> _Page text_
[Start of Attachment]
Sunday, November 22, 2009

Is Capitalism Dead?

Extracted From FORA.tv Series: Is Capitalism Dead?

Event Date: 10.20.08

Hernando de Soto - Hernando de Soto is President of the Institute for Liberty and Democracy, headquartered in Lima, Peru

Is Capitalism Dead? Hernando De Soto believes that the Capitalist system has veered off course by ignoring the fundamental basis to capitalism, and that is record keeping and transparent information exchange. A world where TRUST is BUILT and HONOURED.

TRUST - to be given credit where credit is due.

it isn't that we do not have the technology

it isn't that we do not have the resources

it isn't we do not have the financial backing.

it isn't we lack the entrepreneurial spirit.

its that the legal system that creates trust amongst each other has collapsed.

the focus of the media is, the "real" economy is fine, but the "other" economy has collapsed.

What is the "real" economy? One that is supported by TRUST

What is written on paper acually does mean something.

What happened to the semiotic (The theory and study of signs and symbols, especially as elements of language or other systems of communication, and comprising semantics, syntactics, and pragmatics) system that was set up?

Property Rights System - makes things fungible, makes things fixed in time and space, and that make the paper TRUSTABLE

Always has been in the context of "real" assets

Then came securitization and derivatives - where's the "real" part of the assets?

The Property Rights systems worked sliently and allowed for TRUSTED communication amongst all.

The Reality Today? (Naomi Klein)
[End of Attachment]
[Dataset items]
[Start of Attachment]
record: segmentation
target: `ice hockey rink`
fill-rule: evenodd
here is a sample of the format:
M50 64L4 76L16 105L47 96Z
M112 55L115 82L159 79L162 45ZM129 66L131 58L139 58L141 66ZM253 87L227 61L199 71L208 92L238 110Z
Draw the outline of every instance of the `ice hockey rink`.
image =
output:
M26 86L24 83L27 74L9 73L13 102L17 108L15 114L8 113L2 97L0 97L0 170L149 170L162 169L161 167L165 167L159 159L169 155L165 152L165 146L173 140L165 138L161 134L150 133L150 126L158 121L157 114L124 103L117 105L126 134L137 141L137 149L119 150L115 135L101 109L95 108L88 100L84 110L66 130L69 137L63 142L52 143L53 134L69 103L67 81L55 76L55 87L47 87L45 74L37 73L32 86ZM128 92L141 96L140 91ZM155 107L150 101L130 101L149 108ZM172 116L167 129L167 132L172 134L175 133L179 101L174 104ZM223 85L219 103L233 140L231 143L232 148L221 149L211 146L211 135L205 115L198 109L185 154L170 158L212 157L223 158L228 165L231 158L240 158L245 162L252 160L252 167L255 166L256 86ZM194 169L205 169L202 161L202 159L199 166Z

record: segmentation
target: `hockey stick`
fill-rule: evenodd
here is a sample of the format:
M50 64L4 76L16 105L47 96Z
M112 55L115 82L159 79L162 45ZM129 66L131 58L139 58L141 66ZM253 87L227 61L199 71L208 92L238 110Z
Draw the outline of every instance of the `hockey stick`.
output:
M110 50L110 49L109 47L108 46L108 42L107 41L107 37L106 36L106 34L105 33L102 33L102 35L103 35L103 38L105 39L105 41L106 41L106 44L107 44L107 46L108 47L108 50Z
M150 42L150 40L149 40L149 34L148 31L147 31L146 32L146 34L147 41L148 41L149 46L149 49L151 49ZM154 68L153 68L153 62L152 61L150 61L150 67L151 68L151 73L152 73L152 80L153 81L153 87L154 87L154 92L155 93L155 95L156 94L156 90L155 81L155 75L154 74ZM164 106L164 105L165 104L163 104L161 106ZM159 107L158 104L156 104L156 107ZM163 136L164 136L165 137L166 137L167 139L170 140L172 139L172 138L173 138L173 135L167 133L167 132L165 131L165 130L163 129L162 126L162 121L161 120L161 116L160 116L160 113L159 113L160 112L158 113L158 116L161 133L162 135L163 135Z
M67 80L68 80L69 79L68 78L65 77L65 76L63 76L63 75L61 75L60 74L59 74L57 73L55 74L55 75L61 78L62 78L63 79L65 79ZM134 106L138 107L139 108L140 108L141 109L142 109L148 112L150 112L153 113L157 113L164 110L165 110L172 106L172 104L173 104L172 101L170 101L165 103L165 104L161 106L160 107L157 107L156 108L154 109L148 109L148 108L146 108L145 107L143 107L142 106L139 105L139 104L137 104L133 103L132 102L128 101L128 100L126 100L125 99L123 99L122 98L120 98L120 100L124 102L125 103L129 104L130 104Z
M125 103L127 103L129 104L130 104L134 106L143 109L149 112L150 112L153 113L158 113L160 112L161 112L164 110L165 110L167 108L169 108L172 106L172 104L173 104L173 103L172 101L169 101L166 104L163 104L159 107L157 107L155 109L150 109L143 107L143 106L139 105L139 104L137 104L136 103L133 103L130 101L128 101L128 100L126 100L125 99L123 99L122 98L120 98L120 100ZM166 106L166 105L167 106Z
[End of Attachment]
> _Prompt 1_
Write out the post on capitalism between "Property Rights System - makes" and "Today? (Naomi Klein)", inclusive.
> _Prompt 2_
Answer these questions from the post on capitalism:
(a) Where is the Institute for Liberty and Democracy headquartered?
(b) According to the post, what does the media say about the "real" economy?
(c) What came after property rights had always been in the context of "real" assets?
> _Prompt 3_
Using the post on capitalism, explain how the property rights system makes paper trustable.
None of this data is needed for the work.

> _Your solution 1_
Property Rights System - makes things fungible, makes things fixed in time and space, and that make the paper TRUSTABLE

Always has been in the context of "real" assets

Then came securitization and derivatives - where's the "real" part of the assets?

The Property Rights systems worked sliently and allowed for TRUSTED communication amongst all.

The Reality Today? (Naomi Klein)

> _Your solution 2_
(a) Lima, Peru.
(b) The "real" economy is fine.
(c) Securitization and derivatives.

> _Your solution 3_
The property rights system makes things fungible and fixes them in time and space. That is what makes the paper trustable.